***** PAGE TEXT

I myself passed many years in this state of self-delusion. But then came a moment when it seemed as though scales fell from my eyes. I discovered that technical mastery was no longer my sole aim.

Reptiles, lithograph 1943

The lithograph above, entitled Reptiles, illustrates many of Escher’s abiding interests. On the drawing board is a tessellation (tiling) with drawings of three shades of alligators locked into a hexagonal grid. The realistically drawn objects in the nature morte establish the usual three dimensional illusion of naturalistic drawing. The tiny alligator on the dodecahedron, snorting fire, and the two lizards entering and leaving the tessellated plane provide clues that the picture is imaginative but fundamentally about the relationship between two and three dimensional space.

Although not a trained mathematician, Escher took a great interest in geometry and what he called ‘the logic of space’. He wrote an essay in 1957 on tessellation, which he had first studied in the decorative work of Islamic artists in Spain.

In mathematical quarters, the regular division of the plane has been considered theoretically . . . Does this mean that it is an exclusively mathematical question? In my opinion, it does not. [Mathematicians] have opened the gate leading to an extensive domain, but they have not entered this domain themselves. By their very nature they are more interested in the way in which the gate is opened than in the garden lying behind it.  The Mathematical Art of M C Escher.

Escher, Sketch of Alhambra Tiles, 1934

Escher went beyond the mere topological constraints devised by mathematicians, with their 17 possible ‘wallpaper groups’ by transforming the basic cell shape and the emblems embedded in them across the picture plane. This process is shown in the eight panels below.

Metamorphose, woodcuts 1939-40, 1967-68

Artists have been concerned with perspective and geometry since the Renaissance, none more so than Albrecht Durer whose output of graphic art was prodigious. The depth of his interest in mathematics can be seen from the magic square on the wall, the sphere, the compass held by the despondent figure and the irregular solid with its pentagonal sides. This emblematic engraving is crammed with esoteric meaning, befitting that more superstitious age, but heralds the intrusion of science into a world emerging from darkness.

Albrecht Durer, Melancholia, copper engraving 1514

A work of similarly disturbing power is Escher’s Still life with Reflecting Globe, shown below. A sinister, metallic bird man stands on a newspaper, which rests on a slim book floating in a dark void. The diminutive artist sits at his desk, trapped within a spherical bottle, which reflects a wide angle view of his study. This suggests a transformation of the alchemical aphorism: “as above, so below” into “as within so without”. We can see from the reflection in the bottle that the bird man is just an object on Escher’s desk, but appears to us as a menacing projection of the artist’s self into a terrifying, noumenal void.

Still life with reflecting globe, lithograph, 1934

Such metaphysical works invite contemplation, not only on the nature of space, but on our predicament as solipsistic beings trapped within our individual subjective worlds, which cannot be taken at face value.

**********

__WRITTEN INSTRUCTION__.
Copy the Escher text from "Reptiles, lithograph 1943" to "artists in Spain.", substituting "print" for every "lithograph".

***** INFORMATION SHOWN

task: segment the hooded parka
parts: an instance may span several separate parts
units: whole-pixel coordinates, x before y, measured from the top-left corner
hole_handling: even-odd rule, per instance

**********

__SOLUTION TO THIS TASK__.
Reptiles, print 1943

The print above, entitled Reptiles, illustrates many of Escher’s abiding interests. On the drawing board is a tessellation (tiling) with drawings of three shades of alligators locked into a hexagonal grid. The realistically drawn objects in the nature morte establish the usual three dimensional illusion of naturalistic drawing. The tiny alligator on the dodecahedron, snorting fire, and the two lizards entering and leaving the tessellated plane provide clues that the picture is imaginative but fundamentally about the relationship between two and three dimensional space.

Although not a trained mathematician, Escher took a great interest in geometry and what he called ‘the logic of space’. He wrote an essay in 1957 on tessellation, which he had first studied in the decorative work of Islamic artists in Spain.